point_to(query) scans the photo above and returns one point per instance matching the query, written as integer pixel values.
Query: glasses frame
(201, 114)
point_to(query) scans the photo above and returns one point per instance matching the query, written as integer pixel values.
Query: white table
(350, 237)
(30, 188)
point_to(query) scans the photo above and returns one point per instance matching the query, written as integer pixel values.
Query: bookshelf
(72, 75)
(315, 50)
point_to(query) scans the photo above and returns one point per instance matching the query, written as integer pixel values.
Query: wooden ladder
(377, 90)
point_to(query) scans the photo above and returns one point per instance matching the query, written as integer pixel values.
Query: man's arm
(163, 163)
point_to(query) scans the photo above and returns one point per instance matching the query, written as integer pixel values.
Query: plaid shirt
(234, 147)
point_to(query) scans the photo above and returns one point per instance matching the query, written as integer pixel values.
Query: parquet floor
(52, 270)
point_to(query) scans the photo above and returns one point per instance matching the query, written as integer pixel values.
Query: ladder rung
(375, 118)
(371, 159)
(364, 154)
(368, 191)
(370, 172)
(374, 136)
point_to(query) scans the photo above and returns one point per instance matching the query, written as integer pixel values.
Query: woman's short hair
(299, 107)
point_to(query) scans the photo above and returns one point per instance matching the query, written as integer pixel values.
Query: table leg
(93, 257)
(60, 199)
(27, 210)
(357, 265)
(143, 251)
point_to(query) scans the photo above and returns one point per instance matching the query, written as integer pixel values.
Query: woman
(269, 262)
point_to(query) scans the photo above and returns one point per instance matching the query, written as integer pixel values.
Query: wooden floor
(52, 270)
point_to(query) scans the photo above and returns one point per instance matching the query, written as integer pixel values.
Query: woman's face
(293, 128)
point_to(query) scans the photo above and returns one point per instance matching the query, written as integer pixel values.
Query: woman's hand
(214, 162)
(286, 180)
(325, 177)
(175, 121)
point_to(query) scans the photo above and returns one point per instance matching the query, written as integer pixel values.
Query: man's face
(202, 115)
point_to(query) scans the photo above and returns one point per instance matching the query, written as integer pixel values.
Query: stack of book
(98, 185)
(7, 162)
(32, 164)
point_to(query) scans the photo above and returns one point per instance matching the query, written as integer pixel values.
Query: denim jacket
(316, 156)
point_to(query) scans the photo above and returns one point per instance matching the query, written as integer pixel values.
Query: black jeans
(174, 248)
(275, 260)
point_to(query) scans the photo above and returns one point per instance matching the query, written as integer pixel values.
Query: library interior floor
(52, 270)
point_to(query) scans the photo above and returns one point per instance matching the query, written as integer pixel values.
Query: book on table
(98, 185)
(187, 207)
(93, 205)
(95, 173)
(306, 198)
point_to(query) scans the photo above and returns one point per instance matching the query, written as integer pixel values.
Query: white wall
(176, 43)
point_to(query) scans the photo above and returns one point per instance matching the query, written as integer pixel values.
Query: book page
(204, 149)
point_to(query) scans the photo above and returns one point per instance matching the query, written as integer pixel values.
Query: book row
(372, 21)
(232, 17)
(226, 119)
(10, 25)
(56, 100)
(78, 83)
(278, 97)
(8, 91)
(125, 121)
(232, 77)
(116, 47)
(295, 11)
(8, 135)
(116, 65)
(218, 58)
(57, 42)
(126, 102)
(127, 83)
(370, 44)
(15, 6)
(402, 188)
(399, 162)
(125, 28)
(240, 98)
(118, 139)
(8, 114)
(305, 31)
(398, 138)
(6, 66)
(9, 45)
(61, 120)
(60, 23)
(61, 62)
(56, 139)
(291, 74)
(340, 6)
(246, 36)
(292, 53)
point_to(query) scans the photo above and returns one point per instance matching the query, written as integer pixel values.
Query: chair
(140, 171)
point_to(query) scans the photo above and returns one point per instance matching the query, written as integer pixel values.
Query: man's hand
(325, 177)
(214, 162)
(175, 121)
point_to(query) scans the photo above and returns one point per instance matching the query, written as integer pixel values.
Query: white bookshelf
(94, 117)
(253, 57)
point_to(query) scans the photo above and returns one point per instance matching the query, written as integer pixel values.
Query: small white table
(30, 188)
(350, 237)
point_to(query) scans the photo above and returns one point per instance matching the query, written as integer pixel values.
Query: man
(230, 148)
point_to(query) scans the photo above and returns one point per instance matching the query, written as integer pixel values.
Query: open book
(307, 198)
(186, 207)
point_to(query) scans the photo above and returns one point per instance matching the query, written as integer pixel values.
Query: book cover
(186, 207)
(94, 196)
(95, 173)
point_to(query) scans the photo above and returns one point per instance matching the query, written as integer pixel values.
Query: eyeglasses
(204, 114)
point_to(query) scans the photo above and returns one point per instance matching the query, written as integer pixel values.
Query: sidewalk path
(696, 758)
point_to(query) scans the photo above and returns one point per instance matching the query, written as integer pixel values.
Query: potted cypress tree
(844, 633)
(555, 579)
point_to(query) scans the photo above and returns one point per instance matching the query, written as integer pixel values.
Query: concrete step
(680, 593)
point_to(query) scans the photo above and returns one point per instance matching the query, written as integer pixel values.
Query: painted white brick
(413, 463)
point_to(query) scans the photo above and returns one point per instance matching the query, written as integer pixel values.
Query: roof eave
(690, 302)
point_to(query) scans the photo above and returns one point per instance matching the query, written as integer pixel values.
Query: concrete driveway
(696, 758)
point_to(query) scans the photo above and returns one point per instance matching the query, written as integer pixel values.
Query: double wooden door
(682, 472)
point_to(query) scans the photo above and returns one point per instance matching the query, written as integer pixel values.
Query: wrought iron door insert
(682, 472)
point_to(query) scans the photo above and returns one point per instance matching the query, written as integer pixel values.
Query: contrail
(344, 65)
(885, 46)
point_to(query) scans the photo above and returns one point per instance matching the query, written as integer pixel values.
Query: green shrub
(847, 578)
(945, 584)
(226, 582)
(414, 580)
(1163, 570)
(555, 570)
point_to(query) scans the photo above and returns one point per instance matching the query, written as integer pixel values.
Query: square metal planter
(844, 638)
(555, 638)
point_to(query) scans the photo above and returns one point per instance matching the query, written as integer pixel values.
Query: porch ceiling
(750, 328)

■ ■ ■ ■

Every entry must be retyped in full, exactly as given.

REPLY TO THE EXERCISE -
point_to(query) scans the photo above and returns one point per instance matching the query, written as integer pixel values.
Query: glasses frame
(201, 114)
point_to(query) scans the photo above and returns one point per instance matching the query, written as integer pixel values.
Query: white table
(350, 237)
(30, 188)
point_to(query) scans the photo above and returns one point per instance matching the query, written as integer pixel values.
Query: bookshelf
(72, 75)
(315, 50)
point_to(query) scans the photo above and returns one point per instance matching the query, written as integer pixel values.
Query: wooden ladder
(377, 90)
point_to(query) scans the photo above and returns one point per instance matching the query, written as integer pixel values.
Query: man's arm
(163, 163)
point_to(query) scans the photo above and returns one point per instance matching the query, written as integer pixel values.
Query: plaid shirt
(234, 147)
point_to(query) scans the photo above and returns one point per instance matching the query, written as integer pixel values.
Query: parquet floor
(52, 270)
point_to(query) scans the photo above and returns one point per instance matching the query, written as integer pixel values.
Query: ladder rung
(375, 118)
(371, 159)
(364, 154)
(368, 191)
(370, 172)
(374, 136)
point_to(query) scans the photo above and returns one point per instance matching the query, written as integer pixel values.
Query: woman's short hair
(299, 107)
point_to(query) scans the photo above and returns one point per instance matching the query, written as integer pixel values.
Query: table leg
(93, 257)
(60, 199)
(27, 210)
(357, 265)
(143, 251)
point_to(query) scans the photo above and returns one point per instance matching the query, written as integer pixel values.
Query: woman
(269, 262)
point_to(query) scans the photo above and returns one point per instance matching the query, written as integer pixel values.
Query: wooden floor
(52, 270)
point_to(query) scans the photo above and returns one point per instance matching the query, written as integer pixel values.
Query: woman's face
(293, 128)
point_to(query) scans the photo above and returns one point per instance matching the query, written as integer pixel values.
Query: woman's hand
(214, 162)
(286, 180)
(325, 177)
(175, 121)
point_to(query) scans the photo above and returns one point per instance matching the query, written as integer pixel values.
Query: man's face
(202, 115)
point_to(query) scans the photo above and returns one point per instance matching the query, written as integer pixel values.
Query: stack of book
(98, 185)
(7, 162)
(32, 164)
point_to(query) scans the photo above and returns one point per instance matching the query, written as integer pixel values.
Query: denim jacket
(316, 156)
point_to(query) scans the photo above and returns one point per instance matching the query, written as integer pixel values.
Query: black jeans
(174, 248)
(275, 260)
point_to(query) scans the photo above and returns one point per instance matching the query, written as integer pixel values.
Query: library interior floor
(52, 270)
point_to(query) scans the photo above and returns one point per instance matching the query, written as integer pixel values.
Query: book on table
(98, 185)
(187, 207)
(93, 205)
(95, 173)
(306, 198)
point_to(query) scans the photo above and returns one point per instance matching the query, written as integer pixel values.
Query: white wall
(176, 43)
point_to(query) scans the photo above and returns one point per instance matching the query, written as integer pixel values.
Query: book page
(204, 149)
point_to(query) scans the photo above and returns one point per instance matching the query, written as integer pixel values.
Query: book row
(372, 21)
(232, 17)
(226, 119)
(10, 25)
(56, 100)
(78, 83)
(278, 97)
(8, 91)
(125, 121)
(232, 77)
(116, 47)
(295, 11)
(8, 135)
(116, 65)
(218, 58)
(57, 42)
(126, 102)
(127, 83)
(370, 44)
(15, 6)
(402, 188)
(399, 162)
(125, 28)
(240, 98)
(118, 139)
(8, 114)
(305, 31)
(398, 138)
(6, 66)
(9, 45)
(61, 120)
(60, 23)
(61, 62)
(56, 139)
(291, 74)
(340, 6)
(246, 36)
(292, 53)
point_to(query) scans the photo above and returns one point per instance matching the query, written as integer pixel values.
Query: chair
(140, 171)
point_to(query) scans the photo above and returns one point per instance matching the query, written as integer pixel values.
Query: man's hand
(325, 177)
(214, 162)
(175, 121)
point_to(query) scans the photo above and returns one point per instance matching the query, written as integer pixel values.
Query: white bookshelf
(94, 117)
(253, 57)
point_to(query) scans the photo above and returns one point per instance matching the query, written as integer pixel values.
Query: small white table
(30, 188)
(350, 237)
point_to(query) scans the photo above and returns one point per instance matching the query, written as integer pixel values.
Query: man
(230, 148)
point_to(query) scans the photo above and returns one point per instance matching the query, written as integer pixel values.
Query: open book
(307, 198)
(186, 207)
point_to(query) scans the photo above and returns one point per instance matching the query, written as integer pixel values.
Query: book cover
(186, 207)
(94, 196)
(95, 173)
point_to(query) scans the photo above and returns one point per instance matching the query, written as integer pixel values.
Query: eyeglasses
(204, 114)
point_to(query) scans the photo above and returns one point per instance matching the query, written as integer pixel values.
Query: sidewalk path
(696, 758)
point_to(query) scans the photo above and returns one point per instance matching the query, written as integer pixel values.
Query: potted cypress tree
(844, 633)
(555, 579)
point_to(query) scans the photo above and returns one point per instance matching the query, written as integer pixel values.
Query: concrete step
(680, 593)
point_to(query) scans the photo above and returns one point per instance matching the query, written as integer pixel values.
Query: painted white brick
(413, 463)
point_to(query) scans the photo above and returns one point per instance matching the query, written as integer pixel values.
Query: roof eave
(690, 302)
point_to(query) scans the photo above and returns one point per instance matching the query, written as integer pixel values.
Query: concrete driveway
(696, 758)
point_to(query) scans the photo above and returns one point per instance matching the query, written as integer pixel values.
Query: double wooden door
(682, 472)
point_to(query) scans the photo above and returns one point per instance matching the query, written as integer pixel values.
Query: wrought iron door insert
(682, 472)
point_to(query) scans the photo above and returns one point per instance matching the query, written as integer pixel values.
Query: contrail
(344, 65)
(885, 46)
point_to(query) scans the photo above and returns one point per instance matching the query, written as integer pixel values.
Query: green shrub
(847, 578)
(945, 584)
(226, 582)
(414, 580)
(1163, 570)
(555, 570)
point_to(query) scans the photo above and returns one point per instance matching the query, written as integer pixel values.
Query: square metal planter
(844, 638)
(555, 638)
point_to(query) scans the photo above and returns one point per instance matching the query, written as integer pixel values.
Query: porch ceiling
(750, 328)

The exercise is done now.